Miami.— Un juicio serio sobre si puede ser considerado un estadista, acotando el análisis estrictamente a lo que lleva de su segundo mandato, empieza por reconocer el terreno: una llegada al poder en enero de 2025 marcada por un aluvión de , un uso expansivo de facultades de emergencia y una agenda que busca reordenar, más que administrar, la arquitectura de gobierno heredada. Ese arranque quedó claro desde el día de la investidura y en la cascada posterior de órdenes y proclamas publicadas en el Registro Federal.

Quienes sostienen que “sí es un estadista” esgrimen tres líneas principales: la primera, la promesa de orden y fuerza; la segunda, su capacidad para mover el tablero internacional, y la tercera, la ejecución sin rodeos de una agenda ideológica coherente. Los primeros 100 días de gobierno también mostraron coincidencias con la hoja de ruta de Project 2025 que la prensa y los analistas han subrayado.

• [Lista de entradas]:

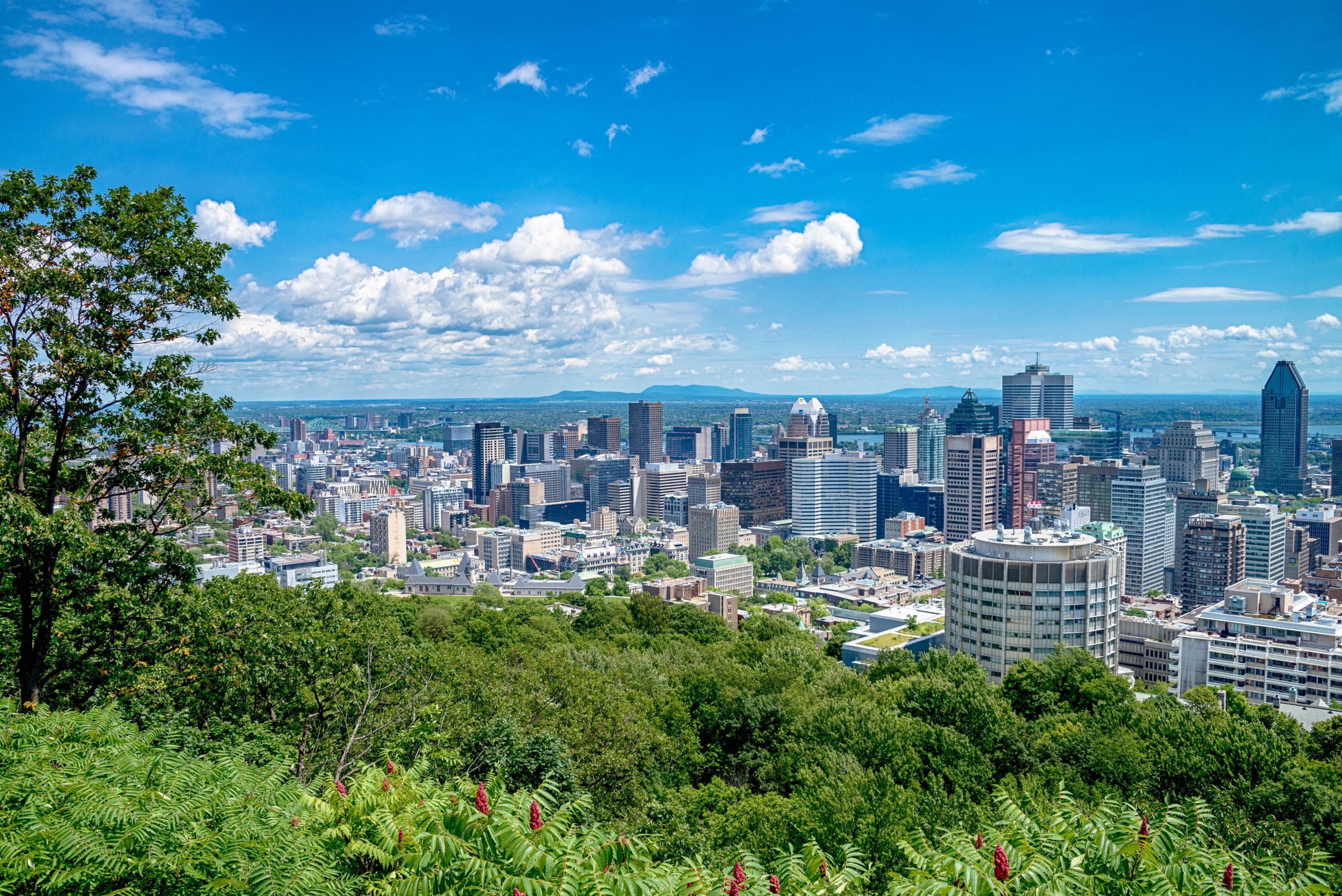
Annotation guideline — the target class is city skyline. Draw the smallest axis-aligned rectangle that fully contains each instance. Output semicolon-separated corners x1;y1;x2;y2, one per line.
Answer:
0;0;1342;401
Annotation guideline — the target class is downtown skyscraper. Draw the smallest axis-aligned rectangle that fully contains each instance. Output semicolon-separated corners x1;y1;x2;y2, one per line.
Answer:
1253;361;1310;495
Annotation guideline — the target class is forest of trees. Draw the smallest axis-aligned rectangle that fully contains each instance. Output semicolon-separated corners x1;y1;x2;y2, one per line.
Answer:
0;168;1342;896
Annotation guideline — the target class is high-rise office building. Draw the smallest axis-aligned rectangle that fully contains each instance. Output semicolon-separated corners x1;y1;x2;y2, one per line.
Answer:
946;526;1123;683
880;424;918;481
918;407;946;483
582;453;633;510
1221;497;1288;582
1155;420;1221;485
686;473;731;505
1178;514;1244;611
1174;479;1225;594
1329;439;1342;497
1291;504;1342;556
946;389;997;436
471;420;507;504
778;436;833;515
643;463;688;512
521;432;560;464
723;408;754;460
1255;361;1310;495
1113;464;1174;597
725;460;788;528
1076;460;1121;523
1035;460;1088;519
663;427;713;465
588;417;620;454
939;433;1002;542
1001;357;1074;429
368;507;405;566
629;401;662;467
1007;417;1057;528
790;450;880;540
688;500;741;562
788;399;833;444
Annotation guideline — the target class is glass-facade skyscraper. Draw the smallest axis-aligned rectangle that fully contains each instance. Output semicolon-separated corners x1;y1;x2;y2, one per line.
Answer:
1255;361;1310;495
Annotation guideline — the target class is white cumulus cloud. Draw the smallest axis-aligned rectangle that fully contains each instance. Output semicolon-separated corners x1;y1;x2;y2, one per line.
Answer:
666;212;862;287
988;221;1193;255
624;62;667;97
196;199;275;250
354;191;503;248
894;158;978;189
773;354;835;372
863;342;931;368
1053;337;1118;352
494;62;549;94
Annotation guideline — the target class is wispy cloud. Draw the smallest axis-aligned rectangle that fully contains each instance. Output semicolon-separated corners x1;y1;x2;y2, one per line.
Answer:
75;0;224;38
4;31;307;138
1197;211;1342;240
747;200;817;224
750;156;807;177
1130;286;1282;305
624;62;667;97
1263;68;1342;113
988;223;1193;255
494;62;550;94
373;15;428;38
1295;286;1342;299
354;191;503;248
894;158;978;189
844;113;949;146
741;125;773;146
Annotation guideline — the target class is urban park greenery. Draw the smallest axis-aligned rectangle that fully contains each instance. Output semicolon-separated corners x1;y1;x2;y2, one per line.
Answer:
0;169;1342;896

• [Tarea]: Prosigue el análisis sobre el segundo mandato a partir de su última oración. Las entradas no intervienen en esto.

• [Resultado]:
Pero el “no, no es un estadista” no es menos sólido y, si el nivel para hablar de estadista es institucional, quizá sea más contundente. Un estadista refuerza el Estado de derecho incluso cuando le estorba. En su primer día, Trump firmó un indulto masivo para casi todos los procesados por el asalto del 6 de enero de 2021. “Una decisión legalmente posible, sí, pero con un mensaje devastador para la rendición de cuentas frente a la violencia política”, menciona el académico Daniel Álvarez a EL UNIVERSAL; “ese tipo de acciones abre una grieta entre un liderazgo y la legitimidad que la historia suele castigar”, añade.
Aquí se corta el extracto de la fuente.